EXERCISE INSTRUCTIONS:
Copy out all the records, word for word.

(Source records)
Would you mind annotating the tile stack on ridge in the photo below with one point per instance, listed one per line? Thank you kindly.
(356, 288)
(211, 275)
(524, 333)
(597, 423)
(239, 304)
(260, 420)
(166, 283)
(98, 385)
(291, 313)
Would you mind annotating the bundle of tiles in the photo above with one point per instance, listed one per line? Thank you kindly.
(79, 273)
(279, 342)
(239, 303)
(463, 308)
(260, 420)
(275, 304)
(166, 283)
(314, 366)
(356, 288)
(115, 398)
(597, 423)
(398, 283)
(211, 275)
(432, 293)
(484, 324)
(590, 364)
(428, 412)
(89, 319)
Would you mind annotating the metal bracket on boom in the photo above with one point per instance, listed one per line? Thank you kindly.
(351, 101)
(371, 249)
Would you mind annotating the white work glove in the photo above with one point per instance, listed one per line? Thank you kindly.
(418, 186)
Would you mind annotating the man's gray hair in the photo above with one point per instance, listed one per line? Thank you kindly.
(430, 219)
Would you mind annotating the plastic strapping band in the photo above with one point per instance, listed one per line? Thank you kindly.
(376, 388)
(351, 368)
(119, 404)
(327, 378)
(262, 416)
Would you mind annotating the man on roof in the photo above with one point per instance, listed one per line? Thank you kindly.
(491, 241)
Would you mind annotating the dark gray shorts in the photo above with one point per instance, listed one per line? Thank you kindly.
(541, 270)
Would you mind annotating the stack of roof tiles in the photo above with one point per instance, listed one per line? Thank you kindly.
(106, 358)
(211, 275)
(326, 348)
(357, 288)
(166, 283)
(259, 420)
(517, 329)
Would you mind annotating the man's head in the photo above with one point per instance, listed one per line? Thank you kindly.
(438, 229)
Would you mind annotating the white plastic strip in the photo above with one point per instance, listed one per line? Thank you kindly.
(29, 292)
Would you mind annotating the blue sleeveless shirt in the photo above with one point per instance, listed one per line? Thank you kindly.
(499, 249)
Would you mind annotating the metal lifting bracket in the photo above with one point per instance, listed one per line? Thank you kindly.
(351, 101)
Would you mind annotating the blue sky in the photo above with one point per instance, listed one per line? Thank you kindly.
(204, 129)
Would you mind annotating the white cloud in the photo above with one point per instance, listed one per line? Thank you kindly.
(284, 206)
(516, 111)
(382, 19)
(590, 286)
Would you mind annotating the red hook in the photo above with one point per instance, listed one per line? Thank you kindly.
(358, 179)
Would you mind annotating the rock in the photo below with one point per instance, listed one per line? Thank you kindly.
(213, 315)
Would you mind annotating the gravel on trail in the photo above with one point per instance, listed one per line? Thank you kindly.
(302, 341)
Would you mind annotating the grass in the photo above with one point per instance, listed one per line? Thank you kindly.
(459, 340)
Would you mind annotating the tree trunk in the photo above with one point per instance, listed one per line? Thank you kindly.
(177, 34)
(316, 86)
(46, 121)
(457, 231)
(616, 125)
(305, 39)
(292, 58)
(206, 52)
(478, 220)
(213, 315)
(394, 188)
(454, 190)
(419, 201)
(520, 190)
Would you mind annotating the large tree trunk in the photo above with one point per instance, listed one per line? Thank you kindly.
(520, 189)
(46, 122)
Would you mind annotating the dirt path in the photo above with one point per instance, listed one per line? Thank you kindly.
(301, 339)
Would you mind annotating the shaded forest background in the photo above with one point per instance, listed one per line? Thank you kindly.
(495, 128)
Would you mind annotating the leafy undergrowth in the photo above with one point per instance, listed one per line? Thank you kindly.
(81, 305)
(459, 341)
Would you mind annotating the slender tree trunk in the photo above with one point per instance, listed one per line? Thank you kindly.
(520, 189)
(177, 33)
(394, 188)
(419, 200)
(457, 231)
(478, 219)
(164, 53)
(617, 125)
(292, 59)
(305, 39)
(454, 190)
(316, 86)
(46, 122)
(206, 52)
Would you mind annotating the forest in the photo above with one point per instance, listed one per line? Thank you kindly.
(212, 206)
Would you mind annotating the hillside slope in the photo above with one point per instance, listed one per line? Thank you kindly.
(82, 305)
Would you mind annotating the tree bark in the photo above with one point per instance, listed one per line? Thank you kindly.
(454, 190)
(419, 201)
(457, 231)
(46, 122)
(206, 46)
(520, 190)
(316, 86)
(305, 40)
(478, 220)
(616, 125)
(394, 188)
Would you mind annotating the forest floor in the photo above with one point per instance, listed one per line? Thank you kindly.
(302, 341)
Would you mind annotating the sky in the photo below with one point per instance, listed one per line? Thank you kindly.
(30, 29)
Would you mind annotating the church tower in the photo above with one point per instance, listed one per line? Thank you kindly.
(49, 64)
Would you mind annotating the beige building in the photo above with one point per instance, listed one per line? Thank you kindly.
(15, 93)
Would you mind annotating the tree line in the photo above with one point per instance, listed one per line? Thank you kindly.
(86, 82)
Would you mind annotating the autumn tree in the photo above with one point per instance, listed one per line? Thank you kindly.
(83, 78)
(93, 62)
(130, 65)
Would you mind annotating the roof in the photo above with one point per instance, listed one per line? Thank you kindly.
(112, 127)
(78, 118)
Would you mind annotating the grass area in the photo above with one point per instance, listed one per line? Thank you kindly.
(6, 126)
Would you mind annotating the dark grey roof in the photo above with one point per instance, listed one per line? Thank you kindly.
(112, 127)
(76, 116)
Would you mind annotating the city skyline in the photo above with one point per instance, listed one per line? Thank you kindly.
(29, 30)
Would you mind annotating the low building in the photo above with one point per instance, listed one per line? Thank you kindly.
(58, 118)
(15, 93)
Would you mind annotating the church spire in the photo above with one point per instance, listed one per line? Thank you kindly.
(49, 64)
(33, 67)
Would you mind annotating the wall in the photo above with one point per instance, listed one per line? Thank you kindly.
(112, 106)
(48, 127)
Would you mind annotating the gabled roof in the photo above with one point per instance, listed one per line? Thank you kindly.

RESPONSE:
Would you mind annotating the tile stack on ridge in the photo below with one point per instance, listed one per line? Thank you kindly.
(356, 288)
(211, 275)
(524, 333)
(597, 423)
(239, 304)
(260, 420)
(166, 283)
(98, 385)
(291, 313)
Would you mind annotating the bundle of tiles in the photo above with one point per instance, listed one per line? Thank you kindly.
(79, 273)
(279, 342)
(239, 303)
(463, 308)
(260, 420)
(275, 304)
(166, 283)
(314, 366)
(356, 288)
(115, 398)
(597, 423)
(398, 283)
(211, 275)
(432, 293)
(484, 324)
(590, 364)
(428, 412)
(89, 319)
Would you mind annotating the metal bracket on boom in the photo above with one point per instance, listed one per line? Thank you kindly.
(351, 101)
(371, 249)
Would you mind annotating the white work glove in the photo above with one point per instance, listed one per line? Thank you kindly.
(418, 186)
Would you mind annotating the man's gray hair in the photo above with one point per instance, listed one per line? Thank you kindly.
(430, 219)
Would you mind annotating the plastic strapping band in the photo above with one point per instance, listed one per line? Thank you kindly.
(376, 388)
(351, 368)
(119, 404)
(327, 378)
(262, 416)
Would you mind annotating the man on roof in the photo above with one point per instance, listed one per line? Thank you kindly.
(491, 241)
Would you mind annotating the dark gray shorts in the photo above with one point per instance, listed one per line? Thank you kindly.
(541, 270)
Would you mind annotating the stack of roof tiles in the photo above with one point per instance, listed one per line? Thank you kindly.
(106, 358)
(211, 275)
(326, 348)
(357, 288)
(166, 283)
(259, 420)
(517, 329)
Would you mind annotating the man's head in the photo above with one point per instance, listed one per line? Thank you kindly.
(438, 229)
Would you mind annotating the white plastic strip in the photo above with one point per instance, listed one per line? Thank you kindly.
(29, 292)
Would you mind annotating the blue sleeveless shirt in the photo above with one point per instance, listed one per line? Thank you kindly.
(499, 249)
Would you mind annotating the metal lifting bracket in the photo above with one point per instance, listed one per line? Thank you kindly.
(351, 101)
Would you mind annotating the blue sky in the photo above with one point per instance, listed one per line? Thank you kindly.
(204, 129)
Would you mind annotating the white cloud in the photo above with one point per instance, listed one per line? Thank you kindly.
(284, 206)
(516, 111)
(382, 19)
(590, 286)
Would you mind annotating the red hook in the photo above with one point per instance, listed one per line? Thank you kindly.
(358, 179)
Would you mind annotating the rock in the photo below with one point per instance, listed one per line? Thank you kindly.
(213, 315)
Would you mind annotating the gravel on trail in the photo above with one point per instance, listed one per line? Thank you kindly.
(302, 341)
Would you mind annotating the grass in the photo above with one point per instance, listed one per line? Thank you kindly.
(459, 340)
Would you mind annotating the tree trunk in the photo above with one point per instance, listed one per line? Thank you kindly.
(177, 34)
(316, 86)
(46, 121)
(457, 231)
(616, 125)
(305, 39)
(292, 58)
(206, 52)
(478, 220)
(213, 315)
(394, 188)
(454, 190)
(419, 201)
(520, 190)
Would you mind annotating the large tree trunk in the photo above with one point per instance, listed one per line? Thank you kindly.
(520, 189)
(46, 122)
Would you mind annotating the dirt path in the photo above with one point per instance, listed one per line? Thank you kindly.
(301, 339)
Would you mind annotating the shaded forest background in the photo above with one point per instance, listed one per line? Thank you kindly.
(495, 128)
Would you mind annotating the leafy undergrowth in the photo above with one point per instance, listed one per line? Thank you kindly.
(81, 305)
(459, 341)
Would you mind annotating the slender tree trunk in the photo above with one point per instance, listed one per line? Thank you kindly.
(520, 189)
(177, 33)
(394, 188)
(419, 200)
(457, 231)
(478, 219)
(164, 53)
(617, 125)
(292, 59)
(305, 39)
(454, 190)
(316, 86)
(46, 122)
(206, 52)
Would you mind annotating the forest in the photo above with one point per instance, listed one per line? Thank you kindly.
(212, 206)
Would you mind annotating the hillside slope in the photo above with one point per instance, listed one per line? Thank you kindly.
(82, 305)
Would you mind annotating the tree bark in the photo above with one point per instance, listed one per line? Thank you kindly.
(454, 190)
(419, 201)
(457, 231)
(46, 122)
(206, 46)
(520, 190)
(316, 86)
(305, 40)
(478, 220)
(616, 125)
(394, 188)
Would you mind annotating the forest floor in the photo above with one point per instance, listed one per line? Thank you kindly.
(302, 341)
Would you mind annotating the sky in the photo below with one point per instance, listed one per line? Thank you kindly.
(30, 29)
Would you mind annotating the church tower in the photo above with one point per instance, listed one per line? Thank you kindly.
(49, 64)
Would you mind annotating the beige building in the photo above with one point per instance, listed one per line? Thank you kindly.
(15, 93)
Would you mind annotating the tree line in the photo above with one point per instance, listed one per line? Thank you kindly.
(86, 82)
Would you mind annotating the autumn tree in the photo above with one point per instance, listed one per line? Thank you kindly.
(83, 78)
(93, 62)
(130, 65)
Would you mind annotating the roof in the photo above with one point per instance, listed one per line? Thank you kindly.
(112, 127)
(78, 118)
Would you mind annotating the grass area in the photo above with one point per instance, listed one per line? Thank you kindly.
(6, 126)
Would you mind annotating the dark grey roof in the photo above with one point per instance, listed one per line? Thank you kindly.
(112, 127)
(76, 116)
Would you mind annotating the city skyline in the photo above with one point per instance, listed one per line? Thank you kindly.
(29, 30)
Would you mind annotating the low building in the photo above with one point per instance, listed one per line? Thank you kindly.
(58, 118)
(15, 93)
Would you mind annotating the church spire in the photo above with one point per instance, listed one per line? Thank you kindly.
(49, 64)
(33, 67)
Would you mind annotating the wall in the photo above with one point per instance, listed one per line? Thank you kindly.
(112, 106)
(48, 127)
Would you mind annotating the gabled roof in the photo above with one point per instance, listed one per line? Thank you kindly.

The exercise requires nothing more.